◆ THE REQUEST: Convert the stretch of the material from the line containing "If the desk" through the line containing "[9,45,50,80]" into a Markdown table with the columns Row and Line. Number each line in order and leave out any blank lines.

◆ MATERIAL PROVIDED:

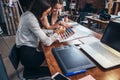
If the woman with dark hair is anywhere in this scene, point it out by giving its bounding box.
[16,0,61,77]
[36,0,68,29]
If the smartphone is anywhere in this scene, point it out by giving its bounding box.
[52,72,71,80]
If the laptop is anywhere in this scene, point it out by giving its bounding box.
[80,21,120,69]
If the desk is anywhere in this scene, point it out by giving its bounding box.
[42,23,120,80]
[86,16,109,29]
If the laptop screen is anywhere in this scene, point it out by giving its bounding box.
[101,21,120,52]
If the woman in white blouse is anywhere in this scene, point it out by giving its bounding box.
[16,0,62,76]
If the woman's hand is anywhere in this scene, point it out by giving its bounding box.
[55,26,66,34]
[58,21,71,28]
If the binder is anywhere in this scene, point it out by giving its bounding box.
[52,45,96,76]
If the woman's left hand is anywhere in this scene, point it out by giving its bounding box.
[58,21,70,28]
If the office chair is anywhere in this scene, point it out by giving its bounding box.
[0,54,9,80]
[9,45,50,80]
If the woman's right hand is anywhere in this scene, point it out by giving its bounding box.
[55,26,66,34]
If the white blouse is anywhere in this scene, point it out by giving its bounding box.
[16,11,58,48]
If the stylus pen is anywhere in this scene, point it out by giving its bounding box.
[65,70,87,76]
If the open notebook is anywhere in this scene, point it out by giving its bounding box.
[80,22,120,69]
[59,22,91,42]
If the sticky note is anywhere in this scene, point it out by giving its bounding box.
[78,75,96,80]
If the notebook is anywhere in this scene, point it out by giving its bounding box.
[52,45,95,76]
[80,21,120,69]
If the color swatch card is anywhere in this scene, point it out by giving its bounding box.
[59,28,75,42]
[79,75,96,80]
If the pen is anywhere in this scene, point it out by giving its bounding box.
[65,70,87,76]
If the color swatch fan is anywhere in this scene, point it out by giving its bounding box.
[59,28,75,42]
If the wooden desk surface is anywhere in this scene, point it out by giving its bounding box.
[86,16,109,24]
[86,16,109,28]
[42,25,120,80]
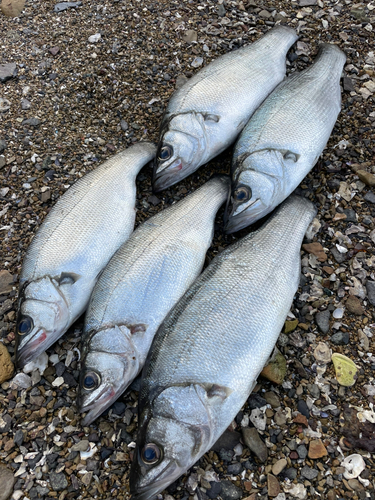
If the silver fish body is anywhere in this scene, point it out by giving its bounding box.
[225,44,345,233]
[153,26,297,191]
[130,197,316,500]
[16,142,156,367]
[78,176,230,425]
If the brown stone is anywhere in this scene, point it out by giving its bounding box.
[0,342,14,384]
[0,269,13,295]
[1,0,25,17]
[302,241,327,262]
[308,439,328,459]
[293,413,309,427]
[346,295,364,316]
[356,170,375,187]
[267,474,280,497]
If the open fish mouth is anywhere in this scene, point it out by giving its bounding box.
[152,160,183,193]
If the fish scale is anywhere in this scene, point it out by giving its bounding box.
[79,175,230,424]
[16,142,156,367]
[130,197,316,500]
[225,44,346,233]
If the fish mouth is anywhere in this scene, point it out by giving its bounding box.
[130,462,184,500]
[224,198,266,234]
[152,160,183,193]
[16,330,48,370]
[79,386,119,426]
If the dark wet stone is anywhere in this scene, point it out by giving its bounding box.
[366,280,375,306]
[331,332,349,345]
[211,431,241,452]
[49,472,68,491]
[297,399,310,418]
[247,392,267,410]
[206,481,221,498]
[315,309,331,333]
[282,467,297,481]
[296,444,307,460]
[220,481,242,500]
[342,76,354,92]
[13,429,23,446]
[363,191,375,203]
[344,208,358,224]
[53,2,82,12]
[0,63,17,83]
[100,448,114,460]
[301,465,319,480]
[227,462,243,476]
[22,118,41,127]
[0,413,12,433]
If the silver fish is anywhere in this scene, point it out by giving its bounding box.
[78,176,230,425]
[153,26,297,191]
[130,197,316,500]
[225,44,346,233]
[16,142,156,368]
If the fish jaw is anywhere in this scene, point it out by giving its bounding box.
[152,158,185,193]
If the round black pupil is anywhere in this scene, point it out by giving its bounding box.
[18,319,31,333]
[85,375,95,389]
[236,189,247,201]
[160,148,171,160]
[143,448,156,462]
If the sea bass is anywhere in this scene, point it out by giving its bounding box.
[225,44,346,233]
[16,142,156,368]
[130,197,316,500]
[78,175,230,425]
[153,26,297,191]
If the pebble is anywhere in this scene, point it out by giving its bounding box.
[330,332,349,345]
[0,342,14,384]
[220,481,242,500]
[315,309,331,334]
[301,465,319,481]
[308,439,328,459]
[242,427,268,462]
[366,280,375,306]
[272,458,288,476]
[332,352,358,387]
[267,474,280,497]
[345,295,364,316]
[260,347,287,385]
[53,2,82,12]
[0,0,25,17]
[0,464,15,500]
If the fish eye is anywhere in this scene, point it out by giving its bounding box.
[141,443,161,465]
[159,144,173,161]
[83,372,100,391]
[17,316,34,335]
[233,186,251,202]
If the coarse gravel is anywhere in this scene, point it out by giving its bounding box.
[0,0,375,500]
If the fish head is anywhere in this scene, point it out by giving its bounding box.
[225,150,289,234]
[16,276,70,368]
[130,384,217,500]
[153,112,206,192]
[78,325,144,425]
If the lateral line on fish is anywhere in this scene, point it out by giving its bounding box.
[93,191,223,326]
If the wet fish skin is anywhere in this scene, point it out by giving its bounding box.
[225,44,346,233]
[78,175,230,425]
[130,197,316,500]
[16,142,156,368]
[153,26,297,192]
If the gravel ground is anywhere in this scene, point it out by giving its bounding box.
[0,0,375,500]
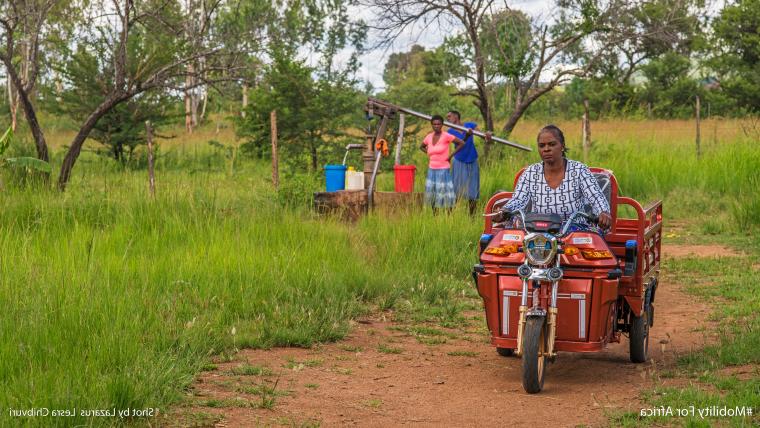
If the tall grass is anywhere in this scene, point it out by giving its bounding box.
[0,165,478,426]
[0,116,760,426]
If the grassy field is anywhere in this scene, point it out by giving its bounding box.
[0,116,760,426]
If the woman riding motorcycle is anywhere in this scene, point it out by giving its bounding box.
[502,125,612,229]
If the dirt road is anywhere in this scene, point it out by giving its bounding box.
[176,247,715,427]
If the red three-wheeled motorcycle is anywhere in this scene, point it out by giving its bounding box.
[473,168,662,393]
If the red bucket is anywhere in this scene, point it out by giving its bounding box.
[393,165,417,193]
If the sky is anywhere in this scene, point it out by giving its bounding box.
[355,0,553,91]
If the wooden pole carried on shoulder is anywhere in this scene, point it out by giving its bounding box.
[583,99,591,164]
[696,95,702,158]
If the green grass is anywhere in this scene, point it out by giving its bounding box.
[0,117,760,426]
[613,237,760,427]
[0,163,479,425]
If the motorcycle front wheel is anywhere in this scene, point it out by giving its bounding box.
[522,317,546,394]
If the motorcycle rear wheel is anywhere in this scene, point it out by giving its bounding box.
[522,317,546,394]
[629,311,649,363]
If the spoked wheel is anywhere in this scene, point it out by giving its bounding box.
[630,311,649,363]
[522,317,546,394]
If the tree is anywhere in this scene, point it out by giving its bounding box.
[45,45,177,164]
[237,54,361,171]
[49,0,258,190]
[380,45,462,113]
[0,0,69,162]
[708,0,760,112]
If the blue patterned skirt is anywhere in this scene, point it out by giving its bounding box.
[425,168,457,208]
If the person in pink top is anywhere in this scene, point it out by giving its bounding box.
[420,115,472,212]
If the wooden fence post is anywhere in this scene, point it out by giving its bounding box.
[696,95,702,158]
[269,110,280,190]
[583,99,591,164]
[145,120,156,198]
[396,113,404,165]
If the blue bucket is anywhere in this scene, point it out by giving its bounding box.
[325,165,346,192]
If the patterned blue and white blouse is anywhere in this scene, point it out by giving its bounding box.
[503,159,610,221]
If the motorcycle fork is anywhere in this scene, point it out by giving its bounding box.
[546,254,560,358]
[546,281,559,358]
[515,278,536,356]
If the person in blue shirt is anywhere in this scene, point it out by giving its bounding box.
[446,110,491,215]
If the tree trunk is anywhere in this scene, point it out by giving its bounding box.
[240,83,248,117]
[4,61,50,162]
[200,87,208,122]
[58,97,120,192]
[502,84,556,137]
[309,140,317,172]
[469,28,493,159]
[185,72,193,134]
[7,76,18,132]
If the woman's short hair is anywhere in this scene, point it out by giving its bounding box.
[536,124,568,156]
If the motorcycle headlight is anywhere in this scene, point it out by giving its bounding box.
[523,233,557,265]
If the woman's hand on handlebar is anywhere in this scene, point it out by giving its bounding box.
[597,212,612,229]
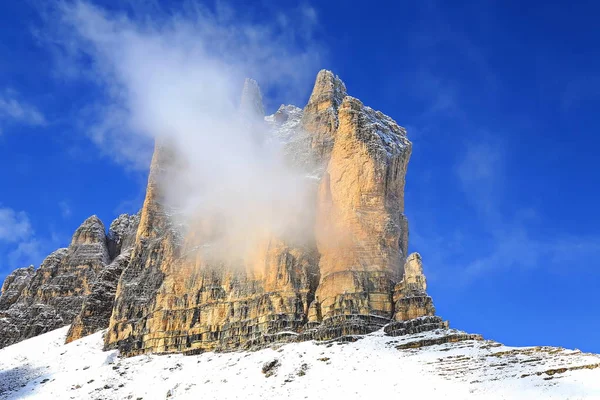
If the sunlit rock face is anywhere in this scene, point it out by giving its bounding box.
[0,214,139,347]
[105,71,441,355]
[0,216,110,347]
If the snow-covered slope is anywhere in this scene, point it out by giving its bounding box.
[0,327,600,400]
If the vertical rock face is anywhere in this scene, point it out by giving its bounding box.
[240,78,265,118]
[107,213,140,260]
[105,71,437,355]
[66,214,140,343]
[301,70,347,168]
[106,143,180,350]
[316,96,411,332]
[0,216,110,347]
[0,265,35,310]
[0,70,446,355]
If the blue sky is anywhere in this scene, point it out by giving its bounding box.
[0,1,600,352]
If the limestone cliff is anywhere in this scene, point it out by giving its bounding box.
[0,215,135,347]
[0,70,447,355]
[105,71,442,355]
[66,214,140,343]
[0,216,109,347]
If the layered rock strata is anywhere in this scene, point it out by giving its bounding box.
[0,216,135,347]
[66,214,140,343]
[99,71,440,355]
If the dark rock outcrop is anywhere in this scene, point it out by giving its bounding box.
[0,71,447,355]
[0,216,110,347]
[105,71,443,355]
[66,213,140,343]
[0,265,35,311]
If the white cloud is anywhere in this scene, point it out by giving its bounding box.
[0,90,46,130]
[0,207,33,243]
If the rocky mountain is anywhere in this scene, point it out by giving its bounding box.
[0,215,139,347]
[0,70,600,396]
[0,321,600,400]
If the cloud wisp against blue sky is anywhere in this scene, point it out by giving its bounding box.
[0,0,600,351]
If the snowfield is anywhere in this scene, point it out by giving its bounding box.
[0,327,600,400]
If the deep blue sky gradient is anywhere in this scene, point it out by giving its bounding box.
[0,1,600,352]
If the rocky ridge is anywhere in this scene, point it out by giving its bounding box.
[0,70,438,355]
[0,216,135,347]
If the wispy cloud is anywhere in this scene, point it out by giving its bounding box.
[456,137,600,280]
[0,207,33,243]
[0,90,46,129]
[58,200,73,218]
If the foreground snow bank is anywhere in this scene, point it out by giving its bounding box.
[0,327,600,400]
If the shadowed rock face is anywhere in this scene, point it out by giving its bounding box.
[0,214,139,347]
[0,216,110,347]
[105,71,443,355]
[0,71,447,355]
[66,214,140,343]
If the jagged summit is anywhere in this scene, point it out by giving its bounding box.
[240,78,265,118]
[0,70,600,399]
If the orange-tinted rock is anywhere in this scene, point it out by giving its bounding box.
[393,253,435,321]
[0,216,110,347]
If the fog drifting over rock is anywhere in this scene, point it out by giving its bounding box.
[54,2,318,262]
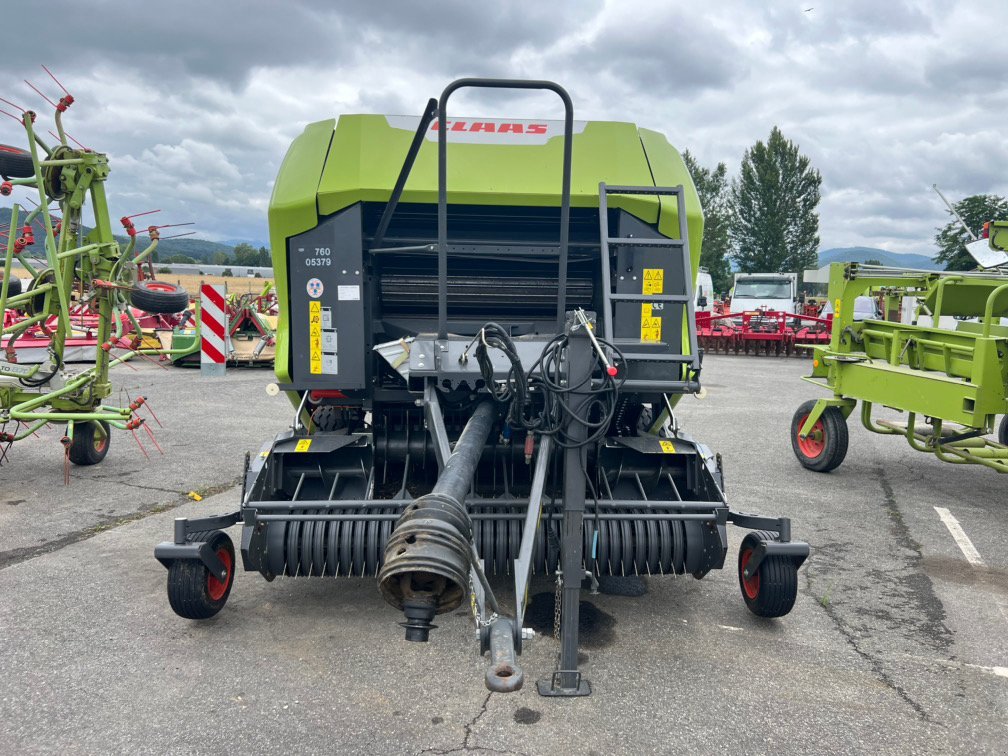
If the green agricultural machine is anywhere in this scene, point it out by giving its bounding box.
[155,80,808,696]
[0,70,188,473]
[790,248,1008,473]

◆ TASK SOLUTION:
| Row | Line |
|---|---|
| 1 | If the desk is anywhere in this scene, point it out by giving its bounding box. |
| 2 | [42,23,120,80] |
| 3 | [86,16,109,29] |
| 4 | If the laptop screen is anywhere in this scene, point it out by giving its bounding box. |
| 5 | [101,21,120,52] |
| 6 | If the woman in white blouse is anywhere in this scene, point it out by giving its bounding box. |
| 7 | [16,0,62,76] |
| 8 | If the woman's hand is anywhere in this scene, point it out by giving its bounding box. |
| 9 | [55,26,66,34] |
| 10 | [58,21,71,28] |
| 11 | If the binder is anywhere in this scene, point it out by giving its bounding box. |
| 12 | [52,45,96,76] |
| 13 | If the woman's left hand is anywhere in this scene, point it out by giving its bounding box. |
| 14 | [58,21,70,28] |
| 15 | If the office chair is anywhere in this scene, point it out by giving its bounding box. |
| 16 | [0,54,9,80] |
| 17 | [9,45,50,80] |